■ **TEXTO MOSTRADO**:

-------

Es verdad que no hay en México un solo día sin algún hecho escandaloso relativo al autoritarismo, los abusos, la corrupción, la ridiculez y la ineptitud gubernamentales, por lo que los columnistas no podemos quejarnos de escasez de temas a comentar. Pero hoy, lectoras y lectores, es Navidad, así que descansemos de esos asuntos tristes, indignantes y truculentos. ¿De acuerdo? Hablemos hoy, por tratarse de este mágico día —¡incluso lo celebran numerosos ateos!—, de algo muy grato. ¿Qué les parece que conversemos sobre el vino?

Los puritanos desaconsejan esa bebida, incluso algunos cristianos con la pretensión de que la abstinencia es grata a los ojos de Dios. Muchos parecen ignorar que el primer milagro de Jesús no fue la curación de un enfermo o la sanación de un endemoniado, sino la conversión del agua en vino —“avergonzada, el agua miró a Dios y enrojeció”, comprendió el poeta metafísico inglés Richard Crashaw— durante la celebración de las bodas de Caná. Jesús atendió la petición de su madre a fin de que, una vez que se acabó la bebida dionisiaca, se dispusiera de una reserva suficiente y de mayor calidad de la que se había consumido hasta agotarla, a fin de que la fiesta se prolongara. Ni Jesús ni María eran puritanos. La alegría no era —no es— pecaminosa a los ojos de Dios.

-------

■ **FILAS DE DATOS**:
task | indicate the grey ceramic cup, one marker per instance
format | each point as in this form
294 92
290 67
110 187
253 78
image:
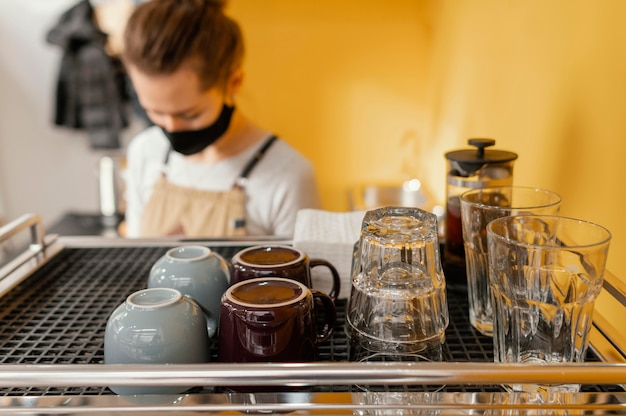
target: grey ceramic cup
156 326
198 272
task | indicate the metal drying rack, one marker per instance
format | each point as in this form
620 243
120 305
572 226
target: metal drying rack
57 293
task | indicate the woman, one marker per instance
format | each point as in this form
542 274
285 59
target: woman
204 169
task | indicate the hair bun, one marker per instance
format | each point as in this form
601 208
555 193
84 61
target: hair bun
217 4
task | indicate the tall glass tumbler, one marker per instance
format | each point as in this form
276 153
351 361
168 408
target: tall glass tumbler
478 208
545 274
397 310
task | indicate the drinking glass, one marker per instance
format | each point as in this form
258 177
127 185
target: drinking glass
397 310
478 208
545 274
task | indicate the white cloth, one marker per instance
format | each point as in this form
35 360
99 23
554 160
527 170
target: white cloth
330 236
281 183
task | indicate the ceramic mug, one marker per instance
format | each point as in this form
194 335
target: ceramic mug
196 271
280 261
156 326
273 319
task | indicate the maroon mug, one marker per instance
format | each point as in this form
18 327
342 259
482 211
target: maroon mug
279 261
273 319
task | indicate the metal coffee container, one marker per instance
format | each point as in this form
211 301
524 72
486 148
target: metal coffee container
471 168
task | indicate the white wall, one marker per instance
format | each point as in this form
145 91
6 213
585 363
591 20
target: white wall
44 169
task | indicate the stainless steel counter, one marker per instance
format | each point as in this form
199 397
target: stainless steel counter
57 295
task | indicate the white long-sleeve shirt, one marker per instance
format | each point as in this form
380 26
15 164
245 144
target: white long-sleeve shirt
280 184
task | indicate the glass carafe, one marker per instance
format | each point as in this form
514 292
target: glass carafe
469 169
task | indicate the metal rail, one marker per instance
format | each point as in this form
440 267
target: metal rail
309 374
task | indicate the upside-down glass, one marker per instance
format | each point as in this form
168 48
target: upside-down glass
478 208
545 274
397 309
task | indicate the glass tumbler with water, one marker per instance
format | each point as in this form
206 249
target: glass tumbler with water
397 310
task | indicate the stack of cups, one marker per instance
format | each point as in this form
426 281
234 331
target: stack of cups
397 309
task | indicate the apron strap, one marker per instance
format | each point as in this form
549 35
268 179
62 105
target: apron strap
243 176
241 181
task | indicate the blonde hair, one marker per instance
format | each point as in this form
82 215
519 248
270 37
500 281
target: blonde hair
163 35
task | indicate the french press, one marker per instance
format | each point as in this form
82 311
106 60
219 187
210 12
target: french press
469 169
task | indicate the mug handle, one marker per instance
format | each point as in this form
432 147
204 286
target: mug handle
334 293
321 301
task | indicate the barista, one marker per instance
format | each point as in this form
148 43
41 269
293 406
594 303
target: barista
204 169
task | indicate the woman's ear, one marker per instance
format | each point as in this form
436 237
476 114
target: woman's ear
234 83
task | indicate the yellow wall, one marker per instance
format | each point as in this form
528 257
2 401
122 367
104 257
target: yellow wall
377 91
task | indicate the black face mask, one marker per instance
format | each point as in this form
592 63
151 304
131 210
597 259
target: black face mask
189 142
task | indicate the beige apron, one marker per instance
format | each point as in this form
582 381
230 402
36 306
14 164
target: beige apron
177 210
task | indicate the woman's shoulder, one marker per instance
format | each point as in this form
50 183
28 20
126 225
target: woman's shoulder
149 143
283 153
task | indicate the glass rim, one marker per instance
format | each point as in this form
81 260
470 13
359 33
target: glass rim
601 241
544 191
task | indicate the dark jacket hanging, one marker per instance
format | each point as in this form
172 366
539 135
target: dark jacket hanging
91 88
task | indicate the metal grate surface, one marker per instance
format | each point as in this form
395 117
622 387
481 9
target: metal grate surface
58 316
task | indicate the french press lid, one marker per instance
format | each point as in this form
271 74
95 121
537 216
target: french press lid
467 161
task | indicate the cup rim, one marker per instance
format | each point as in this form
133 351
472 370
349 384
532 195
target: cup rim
558 199
170 297
237 257
303 294
204 252
600 241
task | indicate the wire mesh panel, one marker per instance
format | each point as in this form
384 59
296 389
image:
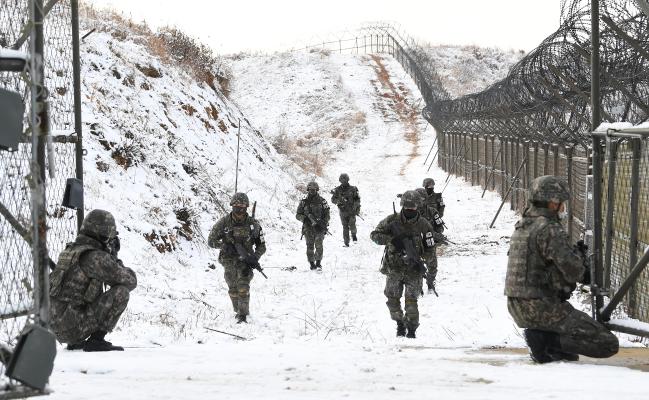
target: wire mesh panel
18 289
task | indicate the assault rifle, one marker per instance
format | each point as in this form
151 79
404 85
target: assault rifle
316 223
248 258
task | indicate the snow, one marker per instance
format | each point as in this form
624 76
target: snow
310 335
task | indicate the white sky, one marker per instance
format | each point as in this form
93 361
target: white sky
237 25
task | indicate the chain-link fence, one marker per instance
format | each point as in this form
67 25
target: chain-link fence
625 213
23 285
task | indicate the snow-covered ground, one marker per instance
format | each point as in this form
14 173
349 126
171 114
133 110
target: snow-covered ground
328 335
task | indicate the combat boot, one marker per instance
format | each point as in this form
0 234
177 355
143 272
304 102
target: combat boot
96 342
75 346
411 332
537 342
92 345
401 329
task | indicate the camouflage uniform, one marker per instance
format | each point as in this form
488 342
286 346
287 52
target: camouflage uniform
79 306
399 274
542 271
429 211
227 232
348 201
314 234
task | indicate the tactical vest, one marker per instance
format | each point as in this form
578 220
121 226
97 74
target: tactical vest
314 206
528 274
68 282
347 197
393 260
245 232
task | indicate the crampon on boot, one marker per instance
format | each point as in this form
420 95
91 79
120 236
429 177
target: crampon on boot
401 329
241 319
537 342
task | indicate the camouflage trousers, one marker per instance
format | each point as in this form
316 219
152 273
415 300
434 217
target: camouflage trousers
349 224
314 249
431 263
73 324
578 332
409 285
238 277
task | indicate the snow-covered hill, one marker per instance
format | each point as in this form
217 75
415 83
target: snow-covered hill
470 69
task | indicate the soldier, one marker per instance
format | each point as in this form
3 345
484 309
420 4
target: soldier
238 229
542 271
348 201
82 313
313 211
428 210
432 199
407 238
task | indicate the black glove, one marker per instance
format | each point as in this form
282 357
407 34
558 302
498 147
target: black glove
397 242
251 260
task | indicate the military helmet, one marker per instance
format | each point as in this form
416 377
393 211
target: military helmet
410 199
549 188
99 224
239 200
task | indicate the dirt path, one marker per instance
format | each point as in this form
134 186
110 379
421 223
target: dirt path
406 113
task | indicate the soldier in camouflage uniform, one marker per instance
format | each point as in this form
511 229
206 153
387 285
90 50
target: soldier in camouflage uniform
82 313
542 271
348 201
402 272
431 201
238 228
313 211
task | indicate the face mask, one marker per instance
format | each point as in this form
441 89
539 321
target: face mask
563 214
114 245
408 213
239 211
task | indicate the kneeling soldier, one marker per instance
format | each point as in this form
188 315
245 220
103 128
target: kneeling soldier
238 229
542 271
82 312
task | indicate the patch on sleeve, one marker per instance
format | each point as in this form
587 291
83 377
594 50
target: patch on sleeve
429 239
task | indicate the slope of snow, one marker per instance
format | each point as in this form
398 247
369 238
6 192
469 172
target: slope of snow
328 335
470 69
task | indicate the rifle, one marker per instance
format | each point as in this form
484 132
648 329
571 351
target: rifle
316 223
247 258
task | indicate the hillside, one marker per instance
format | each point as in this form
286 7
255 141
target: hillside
470 69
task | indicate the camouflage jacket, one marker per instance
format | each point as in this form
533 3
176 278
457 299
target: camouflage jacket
419 229
347 199
429 210
542 263
84 267
318 207
433 201
227 232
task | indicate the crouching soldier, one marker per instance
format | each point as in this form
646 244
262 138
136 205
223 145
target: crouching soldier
408 240
313 211
542 271
82 313
346 197
241 241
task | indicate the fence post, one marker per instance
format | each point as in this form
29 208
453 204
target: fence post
633 223
571 213
610 206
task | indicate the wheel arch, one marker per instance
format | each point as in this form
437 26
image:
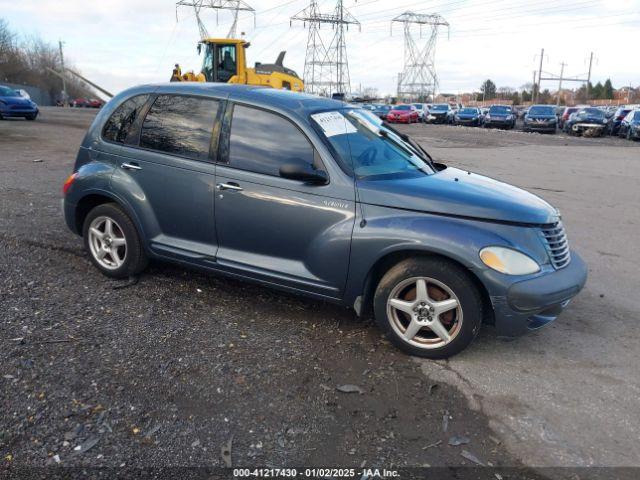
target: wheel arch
95 198
388 260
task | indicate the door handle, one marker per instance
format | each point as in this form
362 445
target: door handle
131 166
229 186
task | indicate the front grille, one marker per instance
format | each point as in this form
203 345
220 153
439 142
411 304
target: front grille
557 245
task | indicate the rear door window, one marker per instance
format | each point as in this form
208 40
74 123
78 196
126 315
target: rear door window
180 125
122 119
261 142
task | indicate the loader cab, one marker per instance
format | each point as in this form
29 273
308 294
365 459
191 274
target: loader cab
222 59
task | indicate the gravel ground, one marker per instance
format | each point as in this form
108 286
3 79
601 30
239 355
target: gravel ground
166 372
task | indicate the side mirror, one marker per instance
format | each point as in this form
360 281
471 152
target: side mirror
304 173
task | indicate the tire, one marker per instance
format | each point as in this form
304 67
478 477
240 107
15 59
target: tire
444 280
125 260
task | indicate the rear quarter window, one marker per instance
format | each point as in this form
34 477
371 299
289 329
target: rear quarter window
180 125
262 142
122 119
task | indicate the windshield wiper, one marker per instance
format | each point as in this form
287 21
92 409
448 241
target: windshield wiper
421 152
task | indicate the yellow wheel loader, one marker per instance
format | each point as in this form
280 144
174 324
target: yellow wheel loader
225 61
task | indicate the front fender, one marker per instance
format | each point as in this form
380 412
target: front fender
389 231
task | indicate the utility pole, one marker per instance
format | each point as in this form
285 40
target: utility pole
589 78
562 65
64 82
537 89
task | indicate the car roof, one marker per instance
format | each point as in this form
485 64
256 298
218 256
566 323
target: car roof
298 103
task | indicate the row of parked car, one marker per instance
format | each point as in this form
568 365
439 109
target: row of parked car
584 120
501 116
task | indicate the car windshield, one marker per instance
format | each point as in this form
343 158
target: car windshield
538 110
371 148
590 112
500 110
8 92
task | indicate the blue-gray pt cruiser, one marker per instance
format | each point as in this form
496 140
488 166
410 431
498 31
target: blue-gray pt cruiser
321 198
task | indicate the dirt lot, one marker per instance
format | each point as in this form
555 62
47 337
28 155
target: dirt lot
166 372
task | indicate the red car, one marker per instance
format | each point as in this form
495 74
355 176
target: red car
403 114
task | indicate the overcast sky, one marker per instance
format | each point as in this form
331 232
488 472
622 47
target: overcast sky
120 43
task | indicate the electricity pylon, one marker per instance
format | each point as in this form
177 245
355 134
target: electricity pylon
419 80
235 5
326 67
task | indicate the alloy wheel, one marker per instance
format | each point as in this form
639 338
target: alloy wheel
107 242
425 312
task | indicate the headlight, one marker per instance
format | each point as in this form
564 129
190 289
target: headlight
508 261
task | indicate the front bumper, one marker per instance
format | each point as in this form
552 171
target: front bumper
437 119
15 111
540 126
531 304
466 121
499 123
398 119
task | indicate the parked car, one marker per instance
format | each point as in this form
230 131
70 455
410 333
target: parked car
422 110
95 103
588 122
500 116
540 118
13 104
467 116
630 126
617 118
382 110
316 197
565 116
440 113
403 114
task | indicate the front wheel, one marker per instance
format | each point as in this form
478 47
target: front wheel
112 241
428 307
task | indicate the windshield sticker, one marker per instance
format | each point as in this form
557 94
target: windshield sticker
333 123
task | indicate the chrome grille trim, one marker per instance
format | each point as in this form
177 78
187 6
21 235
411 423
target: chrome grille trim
557 245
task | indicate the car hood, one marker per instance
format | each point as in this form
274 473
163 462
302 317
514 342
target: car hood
459 193
597 120
15 101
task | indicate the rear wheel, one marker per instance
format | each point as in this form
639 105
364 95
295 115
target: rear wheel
428 307
112 241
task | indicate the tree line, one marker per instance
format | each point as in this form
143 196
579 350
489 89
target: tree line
26 61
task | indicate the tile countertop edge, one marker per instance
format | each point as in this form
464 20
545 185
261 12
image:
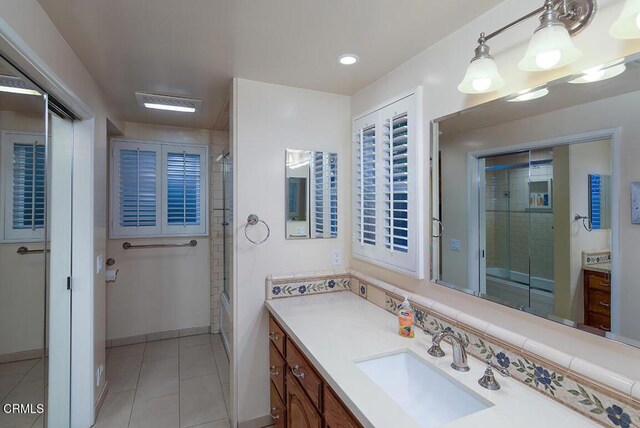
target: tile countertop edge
604 376
319 367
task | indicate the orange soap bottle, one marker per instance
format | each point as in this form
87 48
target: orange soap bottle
405 319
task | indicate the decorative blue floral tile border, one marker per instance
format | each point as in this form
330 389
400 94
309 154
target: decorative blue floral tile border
305 287
609 409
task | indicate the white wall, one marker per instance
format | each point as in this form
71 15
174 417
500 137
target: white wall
439 69
21 277
47 58
159 289
268 120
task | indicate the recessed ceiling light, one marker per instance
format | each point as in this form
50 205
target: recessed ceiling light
528 95
170 103
348 59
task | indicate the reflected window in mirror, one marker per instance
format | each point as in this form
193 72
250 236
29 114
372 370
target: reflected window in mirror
312 194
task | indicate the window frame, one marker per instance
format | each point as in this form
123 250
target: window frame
410 263
7 233
162 228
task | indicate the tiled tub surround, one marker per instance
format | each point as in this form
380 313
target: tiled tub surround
366 332
603 396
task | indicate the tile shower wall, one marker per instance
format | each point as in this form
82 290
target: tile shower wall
219 145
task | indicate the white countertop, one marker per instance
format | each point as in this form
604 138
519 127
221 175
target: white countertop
335 330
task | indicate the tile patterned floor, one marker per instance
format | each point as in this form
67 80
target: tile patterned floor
173 383
22 382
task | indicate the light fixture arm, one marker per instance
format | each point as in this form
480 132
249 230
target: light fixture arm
574 14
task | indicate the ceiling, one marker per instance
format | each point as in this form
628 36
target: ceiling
193 48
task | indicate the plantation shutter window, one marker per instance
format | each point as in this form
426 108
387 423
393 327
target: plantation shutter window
158 189
24 157
387 186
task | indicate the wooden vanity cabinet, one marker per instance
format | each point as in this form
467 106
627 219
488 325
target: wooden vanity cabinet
298 388
597 299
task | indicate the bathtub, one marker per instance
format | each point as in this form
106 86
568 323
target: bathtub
538 297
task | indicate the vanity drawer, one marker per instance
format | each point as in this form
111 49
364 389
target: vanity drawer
277 369
335 414
598 281
599 321
302 370
600 302
278 409
276 335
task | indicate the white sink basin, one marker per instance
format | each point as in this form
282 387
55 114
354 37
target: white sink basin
423 391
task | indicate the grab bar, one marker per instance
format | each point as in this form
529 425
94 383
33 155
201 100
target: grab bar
24 250
130 246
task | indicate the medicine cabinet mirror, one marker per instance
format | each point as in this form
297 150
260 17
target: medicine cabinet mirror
311 192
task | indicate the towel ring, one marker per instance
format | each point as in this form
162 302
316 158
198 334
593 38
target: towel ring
253 220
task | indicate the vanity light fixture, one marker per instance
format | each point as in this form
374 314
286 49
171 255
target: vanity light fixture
529 94
348 59
601 72
482 75
628 24
550 47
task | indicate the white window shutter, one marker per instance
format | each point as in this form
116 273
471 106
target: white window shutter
387 190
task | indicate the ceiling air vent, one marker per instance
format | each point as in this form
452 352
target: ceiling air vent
167 102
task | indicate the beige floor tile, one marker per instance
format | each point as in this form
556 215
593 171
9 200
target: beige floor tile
201 400
222 364
126 351
116 410
196 361
17 367
222 423
158 377
161 349
7 383
199 339
156 412
122 373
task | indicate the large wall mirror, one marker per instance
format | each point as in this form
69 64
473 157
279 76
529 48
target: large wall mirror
311 189
531 201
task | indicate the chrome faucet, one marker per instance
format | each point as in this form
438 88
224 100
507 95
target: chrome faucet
459 353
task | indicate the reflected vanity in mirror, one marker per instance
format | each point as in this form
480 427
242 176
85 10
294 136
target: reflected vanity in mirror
534 201
311 194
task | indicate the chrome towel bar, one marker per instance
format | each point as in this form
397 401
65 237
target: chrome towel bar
130 246
24 250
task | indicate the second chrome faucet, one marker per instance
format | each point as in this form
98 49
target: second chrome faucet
459 353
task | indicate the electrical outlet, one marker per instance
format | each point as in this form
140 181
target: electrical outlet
99 263
336 257
99 375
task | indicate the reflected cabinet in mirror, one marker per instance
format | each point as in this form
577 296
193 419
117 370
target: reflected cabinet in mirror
311 194
531 203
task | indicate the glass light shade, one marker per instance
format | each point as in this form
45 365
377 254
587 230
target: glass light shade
482 76
550 47
628 24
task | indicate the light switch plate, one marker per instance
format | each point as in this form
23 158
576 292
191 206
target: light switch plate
635 203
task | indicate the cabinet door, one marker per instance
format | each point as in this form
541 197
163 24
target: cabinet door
277 409
335 414
300 412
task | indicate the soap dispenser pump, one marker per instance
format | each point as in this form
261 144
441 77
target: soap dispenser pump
405 319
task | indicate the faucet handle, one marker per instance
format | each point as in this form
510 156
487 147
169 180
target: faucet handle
435 351
488 380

-------

■ **TRABAJO POR HACER**:
1) Según el texto sobre el vino, ¿por qué el columnista deja hoy de lado los escándalos del gobierno? Explícalo en una a tres oraciones.
2) ¿Cuál fue el primer milagro de Jesús según el texto sobre el vino?
3) Continúa el texto sobre el vino a partir de donde termina.
Las filas vienen de otra fuente.

■ **RESPUESTAS DEL EJERCICIO**:
1) Porque hoy es Navidad, un día que considera mágico. Por eso propone descansar de esos asuntos tristes, indignantes y truculentos y hablar de algo grato, el vino.

2) La conversión del agua en vino durante las bodas de Caná.

3)
Pero el vino no sólo es propicio a los momentos felices: también es buen amigo en los días y las noches de nostalgia, melancolía, decepción, estrés, encuentros con gente interesante, y en los episodios oscuros o amargos. Jesús y sus discípulos cenaban, cómo no, con vino —“el vino es la defensa de la verdad, tal como ésta es la apología del vino”, diagnosticó Soren Kierkegaard—, y éste no podía faltar principalmente en la última cena, en la que el maestro se despedía de ellos y de la vida misma, la víspera del abismo de angustia y dolor que le esperaba.

De acuerdo en que, como advierte Ismael Velázquez Juárez, si bien “el beber ha brindado consuelo y esparcimiento a los hombres durante siglos, es justo decir también que no a todos les es dado alcanzar maestría en ese arte, inclusive hay hombres que no están hechos en absoluto para beber, lo mismo que hay quienes no debieran tener hijos, armas o cargos públicos”: En efecto, el vino, como los licores, a ciertas personas las vuelve agresivas, intolerantes, persecutoras, majaderas, irascibles, irresponsables o gandallas, o les produce una adicción de la que es muy difícil escapar. Para algunos ha sido la perdición: Polifemo no habría perdido su único ojo si no hubiese bebido todo el vino que le prepararon Ulises y sus hombres.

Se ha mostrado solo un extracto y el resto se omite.